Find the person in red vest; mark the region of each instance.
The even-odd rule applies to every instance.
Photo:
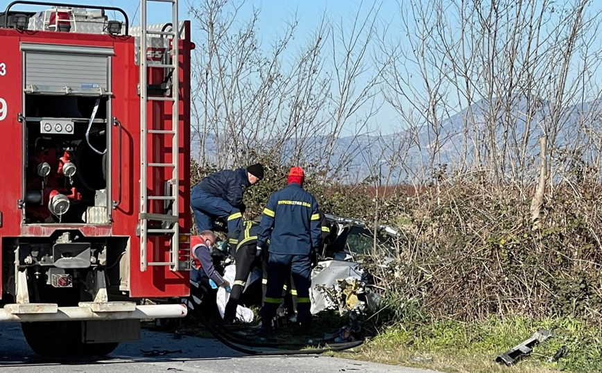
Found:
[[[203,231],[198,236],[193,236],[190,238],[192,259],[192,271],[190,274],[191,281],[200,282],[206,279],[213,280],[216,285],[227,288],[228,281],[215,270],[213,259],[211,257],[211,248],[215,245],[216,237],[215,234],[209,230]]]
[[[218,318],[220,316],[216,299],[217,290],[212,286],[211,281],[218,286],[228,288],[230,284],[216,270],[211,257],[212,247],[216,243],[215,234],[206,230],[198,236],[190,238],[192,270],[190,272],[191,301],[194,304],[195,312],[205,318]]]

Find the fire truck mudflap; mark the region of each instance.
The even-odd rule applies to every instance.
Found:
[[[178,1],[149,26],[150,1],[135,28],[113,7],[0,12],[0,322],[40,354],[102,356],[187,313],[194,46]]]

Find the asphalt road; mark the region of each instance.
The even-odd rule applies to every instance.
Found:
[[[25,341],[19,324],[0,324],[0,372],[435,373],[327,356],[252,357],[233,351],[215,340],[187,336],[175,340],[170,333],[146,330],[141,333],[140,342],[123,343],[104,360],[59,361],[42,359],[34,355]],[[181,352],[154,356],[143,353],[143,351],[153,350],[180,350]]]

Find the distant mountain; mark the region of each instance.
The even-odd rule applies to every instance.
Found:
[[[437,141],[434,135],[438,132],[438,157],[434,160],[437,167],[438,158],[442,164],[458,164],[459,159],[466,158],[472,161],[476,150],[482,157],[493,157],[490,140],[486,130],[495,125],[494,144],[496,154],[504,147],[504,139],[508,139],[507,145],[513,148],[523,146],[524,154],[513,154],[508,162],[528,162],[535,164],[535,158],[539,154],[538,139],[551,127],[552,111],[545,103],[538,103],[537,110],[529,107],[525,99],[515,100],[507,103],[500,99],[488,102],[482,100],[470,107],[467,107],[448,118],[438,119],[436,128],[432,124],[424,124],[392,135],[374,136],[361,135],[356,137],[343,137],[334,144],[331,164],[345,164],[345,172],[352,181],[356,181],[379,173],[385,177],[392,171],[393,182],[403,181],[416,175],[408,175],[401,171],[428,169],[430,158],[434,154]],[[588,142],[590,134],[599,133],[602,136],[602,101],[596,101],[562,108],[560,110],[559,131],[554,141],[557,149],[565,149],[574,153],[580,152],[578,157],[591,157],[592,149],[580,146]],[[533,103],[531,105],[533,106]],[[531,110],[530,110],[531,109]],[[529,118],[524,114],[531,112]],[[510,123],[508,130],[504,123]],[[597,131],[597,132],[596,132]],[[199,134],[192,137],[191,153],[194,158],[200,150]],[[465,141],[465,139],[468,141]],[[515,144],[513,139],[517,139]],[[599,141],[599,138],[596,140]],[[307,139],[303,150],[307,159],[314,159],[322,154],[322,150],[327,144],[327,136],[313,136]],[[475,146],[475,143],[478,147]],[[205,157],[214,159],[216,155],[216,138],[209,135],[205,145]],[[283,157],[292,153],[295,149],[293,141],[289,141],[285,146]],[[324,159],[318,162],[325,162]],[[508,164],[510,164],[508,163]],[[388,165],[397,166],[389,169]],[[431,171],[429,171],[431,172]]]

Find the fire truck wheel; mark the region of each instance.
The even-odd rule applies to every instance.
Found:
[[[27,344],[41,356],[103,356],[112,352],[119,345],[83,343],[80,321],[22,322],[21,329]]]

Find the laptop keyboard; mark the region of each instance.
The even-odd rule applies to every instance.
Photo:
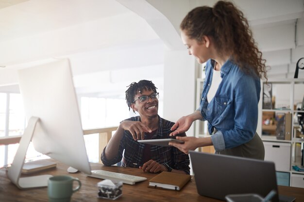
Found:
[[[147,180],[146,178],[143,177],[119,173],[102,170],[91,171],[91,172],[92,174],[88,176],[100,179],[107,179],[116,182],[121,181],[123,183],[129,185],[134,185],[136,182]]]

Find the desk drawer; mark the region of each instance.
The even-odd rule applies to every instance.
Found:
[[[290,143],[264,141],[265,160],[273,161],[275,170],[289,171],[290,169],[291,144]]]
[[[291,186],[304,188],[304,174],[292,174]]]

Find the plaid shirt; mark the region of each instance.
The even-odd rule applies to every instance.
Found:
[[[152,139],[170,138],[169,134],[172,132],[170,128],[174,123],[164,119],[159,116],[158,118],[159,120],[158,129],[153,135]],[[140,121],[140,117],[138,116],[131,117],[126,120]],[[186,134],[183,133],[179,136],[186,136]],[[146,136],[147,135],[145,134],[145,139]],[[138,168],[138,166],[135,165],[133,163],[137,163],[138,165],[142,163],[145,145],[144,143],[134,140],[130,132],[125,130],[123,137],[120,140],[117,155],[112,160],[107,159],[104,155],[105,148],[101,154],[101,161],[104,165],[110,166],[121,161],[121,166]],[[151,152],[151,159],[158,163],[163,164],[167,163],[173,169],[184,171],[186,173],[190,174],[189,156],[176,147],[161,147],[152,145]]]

* _Set exercise_
Count the lines above that contain the string "fire", with case taken into account, and reply with the number only.

* _Correct answer_
2